Dataset:
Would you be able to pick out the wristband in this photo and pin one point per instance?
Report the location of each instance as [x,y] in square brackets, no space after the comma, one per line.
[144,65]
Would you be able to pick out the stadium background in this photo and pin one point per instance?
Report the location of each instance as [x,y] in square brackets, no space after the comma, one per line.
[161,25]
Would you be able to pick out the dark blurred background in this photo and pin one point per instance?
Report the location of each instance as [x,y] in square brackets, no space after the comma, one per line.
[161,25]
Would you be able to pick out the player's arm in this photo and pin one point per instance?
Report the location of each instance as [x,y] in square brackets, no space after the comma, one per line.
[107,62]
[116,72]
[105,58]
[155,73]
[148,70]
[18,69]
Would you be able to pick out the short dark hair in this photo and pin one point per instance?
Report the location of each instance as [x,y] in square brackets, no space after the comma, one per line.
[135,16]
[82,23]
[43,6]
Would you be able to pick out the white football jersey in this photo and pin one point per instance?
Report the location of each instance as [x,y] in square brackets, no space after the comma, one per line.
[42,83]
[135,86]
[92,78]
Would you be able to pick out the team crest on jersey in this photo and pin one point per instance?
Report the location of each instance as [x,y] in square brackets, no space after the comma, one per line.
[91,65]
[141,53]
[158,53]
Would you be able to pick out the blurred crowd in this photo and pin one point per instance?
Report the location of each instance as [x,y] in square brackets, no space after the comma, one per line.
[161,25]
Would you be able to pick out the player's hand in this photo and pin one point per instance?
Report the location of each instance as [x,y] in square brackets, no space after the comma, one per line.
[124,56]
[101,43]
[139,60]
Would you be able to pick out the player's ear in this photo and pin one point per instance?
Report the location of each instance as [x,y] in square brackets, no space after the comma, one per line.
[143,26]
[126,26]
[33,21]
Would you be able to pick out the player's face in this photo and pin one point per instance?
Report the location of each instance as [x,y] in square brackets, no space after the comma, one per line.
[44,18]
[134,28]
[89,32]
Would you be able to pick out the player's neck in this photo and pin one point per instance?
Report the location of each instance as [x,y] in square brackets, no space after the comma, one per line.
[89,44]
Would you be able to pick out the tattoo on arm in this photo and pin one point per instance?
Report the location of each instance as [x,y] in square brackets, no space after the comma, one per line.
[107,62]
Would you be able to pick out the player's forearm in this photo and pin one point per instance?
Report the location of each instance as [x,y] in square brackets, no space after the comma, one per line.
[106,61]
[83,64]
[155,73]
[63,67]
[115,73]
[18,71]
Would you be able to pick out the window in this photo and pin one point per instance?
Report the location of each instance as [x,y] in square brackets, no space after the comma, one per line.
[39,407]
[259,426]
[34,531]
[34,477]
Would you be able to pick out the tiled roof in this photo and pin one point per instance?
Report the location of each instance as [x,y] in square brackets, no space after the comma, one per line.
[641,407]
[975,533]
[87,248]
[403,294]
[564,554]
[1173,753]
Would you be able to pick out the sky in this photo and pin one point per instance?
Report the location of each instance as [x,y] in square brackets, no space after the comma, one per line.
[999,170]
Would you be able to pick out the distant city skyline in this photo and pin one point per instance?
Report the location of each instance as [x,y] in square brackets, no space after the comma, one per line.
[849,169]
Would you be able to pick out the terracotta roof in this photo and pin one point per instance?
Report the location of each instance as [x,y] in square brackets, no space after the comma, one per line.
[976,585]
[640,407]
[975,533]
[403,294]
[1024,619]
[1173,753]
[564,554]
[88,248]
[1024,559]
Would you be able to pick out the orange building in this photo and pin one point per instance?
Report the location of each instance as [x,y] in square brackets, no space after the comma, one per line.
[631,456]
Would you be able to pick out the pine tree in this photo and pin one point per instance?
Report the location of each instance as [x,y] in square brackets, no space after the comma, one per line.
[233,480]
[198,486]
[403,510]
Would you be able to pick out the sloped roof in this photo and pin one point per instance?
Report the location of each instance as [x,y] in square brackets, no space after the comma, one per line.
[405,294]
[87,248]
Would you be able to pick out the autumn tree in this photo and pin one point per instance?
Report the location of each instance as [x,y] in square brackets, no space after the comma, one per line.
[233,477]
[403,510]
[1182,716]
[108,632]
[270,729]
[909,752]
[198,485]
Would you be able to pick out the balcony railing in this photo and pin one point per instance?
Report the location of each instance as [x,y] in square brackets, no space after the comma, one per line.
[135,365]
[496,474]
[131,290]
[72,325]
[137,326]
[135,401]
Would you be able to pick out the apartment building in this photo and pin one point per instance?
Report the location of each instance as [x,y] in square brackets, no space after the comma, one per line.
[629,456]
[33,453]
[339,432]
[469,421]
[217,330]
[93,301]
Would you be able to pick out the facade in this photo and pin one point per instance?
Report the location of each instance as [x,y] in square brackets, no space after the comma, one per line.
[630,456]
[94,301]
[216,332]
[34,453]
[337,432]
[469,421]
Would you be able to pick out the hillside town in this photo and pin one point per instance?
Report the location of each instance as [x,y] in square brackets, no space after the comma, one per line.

Required action:
The word "dark" occurs in some lines of the data above; report how many such lines there are, with no other words.

Exercise solution:
2